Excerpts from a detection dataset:
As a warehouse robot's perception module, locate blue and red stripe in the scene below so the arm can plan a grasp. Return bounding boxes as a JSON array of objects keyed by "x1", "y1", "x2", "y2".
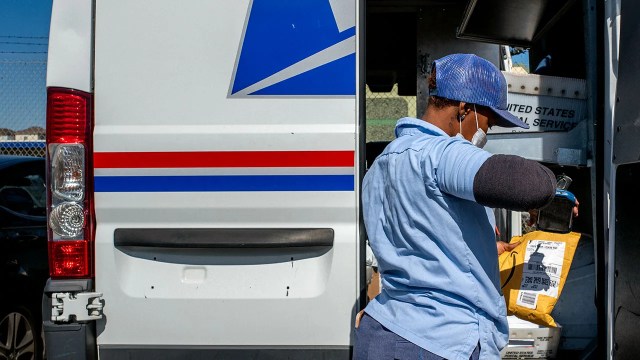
[{"x1": 94, "y1": 151, "x2": 355, "y2": 192}]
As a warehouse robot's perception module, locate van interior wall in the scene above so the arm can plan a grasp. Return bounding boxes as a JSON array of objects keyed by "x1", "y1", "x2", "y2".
[{"x1": 529, "y1": 1, "x2": 586, "y2": 79}]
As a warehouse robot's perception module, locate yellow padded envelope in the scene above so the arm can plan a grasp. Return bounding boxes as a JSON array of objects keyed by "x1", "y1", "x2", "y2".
[{"x1": 498, "y1": 231, "x2": 580, "y2": 327}]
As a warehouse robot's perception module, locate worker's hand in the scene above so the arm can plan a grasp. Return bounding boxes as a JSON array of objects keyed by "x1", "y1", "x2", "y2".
[{"x1": 496, "y1": 241, "x2": 522, "y2": 256}]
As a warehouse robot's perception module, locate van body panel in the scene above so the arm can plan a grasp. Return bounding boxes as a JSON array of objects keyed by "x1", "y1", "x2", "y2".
[
  {"x1": 94, "y1": 0, "x2": 359, "y2": 348},
  {"x1": 47, "y1": 0, "x2": 93, "y2": 92}
]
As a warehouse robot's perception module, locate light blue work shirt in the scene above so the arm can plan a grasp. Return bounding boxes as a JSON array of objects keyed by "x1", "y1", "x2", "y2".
[{"x1": 362, "y1": 118, "x2": 509, "y2": 360}]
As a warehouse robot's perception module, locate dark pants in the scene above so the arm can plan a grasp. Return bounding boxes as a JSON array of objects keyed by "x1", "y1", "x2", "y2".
[{"x1": 353, "y1": 313, "x2": 480, "y2": 360}]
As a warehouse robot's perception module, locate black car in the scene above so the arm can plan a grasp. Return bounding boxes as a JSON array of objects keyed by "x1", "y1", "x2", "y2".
[{"x1": 0, "y1": 155, "x2": 49, "y2": 360}]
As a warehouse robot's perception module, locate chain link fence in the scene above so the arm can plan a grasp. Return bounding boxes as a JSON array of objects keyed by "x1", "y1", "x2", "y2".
[
  {"x1": 0, "y1": 60, "x2": 47, "y2": 157},
  {"x1": 365, "y1": 84, "x2": 417, "y2": 142}
]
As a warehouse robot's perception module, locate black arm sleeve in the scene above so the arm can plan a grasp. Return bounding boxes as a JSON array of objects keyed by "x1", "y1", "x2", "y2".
[{"x1": 473, "y1": 155, "x2": 556, "y2": 211}]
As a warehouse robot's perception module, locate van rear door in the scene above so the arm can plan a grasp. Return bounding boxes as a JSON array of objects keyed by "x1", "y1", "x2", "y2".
[
  {"x1": 605, "y1": 1, "x2": 640, "y2": 359},
  {"x1": 93, "y1": 0, "x2": 359, "y2": 359}
]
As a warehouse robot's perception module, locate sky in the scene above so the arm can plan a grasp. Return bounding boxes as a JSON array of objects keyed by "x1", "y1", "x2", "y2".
[{"x1": 0, "y1": 0, "x2": 52, "y2": 130}]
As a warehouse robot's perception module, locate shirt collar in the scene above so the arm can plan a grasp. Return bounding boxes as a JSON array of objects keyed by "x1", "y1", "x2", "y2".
[{"x1": 396, "y1": 117, "x2": 449, "y2": 138}]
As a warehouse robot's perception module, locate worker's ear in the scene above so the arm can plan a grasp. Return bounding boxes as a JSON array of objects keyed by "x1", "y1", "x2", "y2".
[{"x1": 458, "y1": 101, "x2": 469, "y2": 121}]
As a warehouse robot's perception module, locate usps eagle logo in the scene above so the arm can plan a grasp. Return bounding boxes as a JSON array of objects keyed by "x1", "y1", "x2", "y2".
[{"x1": 229, "y1": 0, "x2": 356, "y2": 97}]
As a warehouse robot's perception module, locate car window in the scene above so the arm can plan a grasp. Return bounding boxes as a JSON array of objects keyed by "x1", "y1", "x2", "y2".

**EXERCISE DIRECTIONS**
Copy every line above word for word, leaving out the picture.

**EXERCISE RESULT**
As a warehouse robot's perception module, locate blue and red stripe in the scene below so the arm can plan a grasp. Return bounding boxes as a JSON array of objects keyed by "x1", "y1", "x2", "y2".
[{"x1": 94, "y1": 151, "x2": 355, "y2": 192}]
As a warehouse robot's perception module, locate van interior wall in the scene above so the arm can plan a grasp. Return bounding boxes as a JSON array of objects keyed by "x1", "y1", "x2", "y2".
[{"x1": 529, "y1": 1, "x2": 586, "y2": 79}]
As a warehouse robot's perception module, locate yellow padded envelope in the scene above so the arm can plan a grasp. Return bounding boxes as a JSON array of objects keyed by "x1", "y1", "x2", "y2".
[{"x1": 498, "y1": 231, "x2": 580, "y2": 327}]
As a warehouse robot's perception module, locate worker's hand in the scene above so the arm can plan a grasp. Return bounding boxes as a JSON array of objects keyed by "x1", "y1", "x2", "y2".
[{"x1": 496, "y1": 241, "x2": 522, "y2": 256}]
As a warehouse robot's perception module, locate van body panel in the scene above so the arm can plan a grasp. Return bounding boxes as a JSON array of objects keyed by "x1", "y1", "x2", "y2".
[
  {"x1": 94, "y1": 0, "x2": 359, "y2": 348},
  {"x1": 47, "y1": 0, "x2": 93, "y2": 92}
]
As a warehouse robot's perception module, locate light blue work shirt in the scene above so the arm can plan a grasp. Return bounding boxes as a JSON array of objects keyed by "x1", "y1", "x2", "y2".
[{"x1": 362, "y1": 118, "x2": 509, "y2": 360}]
As a warehouse robot's perception module, locate dark pants in the scene above so the arm can plan a grasp. Return bounding boxes as a JSON array of objects keyed by "x1", "y1", "x2", "y2".
[{"x1": 353, "y1": 313, "x2": 480, "y2": 360}]
As a warehouse robot's perception module, locate black car in the scene above so the arm can plan a grasp. Return bounding boxes as a JSON array of objects keyed by "x1", "y1", "x2", "y2".
[{"x1": 0, "y1": 155, "x2": 49, "y2": 360}]
As a warehouse robot's perception module, locate chain link fence in the scene above so the arm can plan a grasp. Return bounding boxes as a JSON array of objects keyed by "x1", "y1", "x2", "y2".
[
  {"x1": 0, "y1": 60, "x2": 47, "y2": 157},
  {"x1": 365, "y1": 84, "x2": 417, "y2": 142}
]
As a warehouse robot's perception module, locate black arm sleeve in the scene above so the arm can plan a grasp. Return bounding boxes as a JSON array of objects keyed by "x1", "y1", "x2", "y2".
[{"x1": 473, "y1": 155, "x2": 556, "y2": 211}]
As a warehouse robot's perception module, locate van rear door in the scene above so the arm can plan a grasp. Return bounding boxes as a JSON array of objects keyed by "x1", "y1", "x2", "y2".
[
  {"x1": 605, "y1": 1, "x2": 640, "y2": 359},
  {"x1": 93, "y1": 0, "x2": 359, "y2": 359}
]
As a warehouse robot's perception module, locate sky in the scene above so the arm can plan a grasp. Return bounding boxes as a JSON array of objects keyed by "x1", "y1", "x2", "y2".
[{"x1": 0, "y1": 0, "x2": 52, "y2": 130}]
As a warehouse robot's perception module, locate shirt collar in the scene above so the arm can plan a grasp. Return bounding boxes as a JSON array of objects keyed by "x1", "y1", "x2", "y2".
[{"x1": 396, "y1": 117, "x2": 449, "y2": 138}]
As a warehouse robot's perception module, locate worker's ear in the scene above so the arm can plan a grasp. Return bounding boxes as a JSON array of objects keyed by "x1", "y1", "x2", "y2".
[{"x1": 458, "y1": 101, "x2": 469, "y2": 121}]
As a warehouse robot's perception module, locate usps eagle logo in the scene above so the arm can plan a grasp. Return bounding boxes as a JSON array of objects keyed by "x1", "y1", "x2", "y2".
[{"x1": 229, "y1": 0, "x2": 356, "y2": 97}]
As a warehouse robot's perception module, locate car window in the scene above so the arm can plan a grasp. Return bounding boxes as a JSON array of objects keyed by "x1", "y1", "x2", "y2".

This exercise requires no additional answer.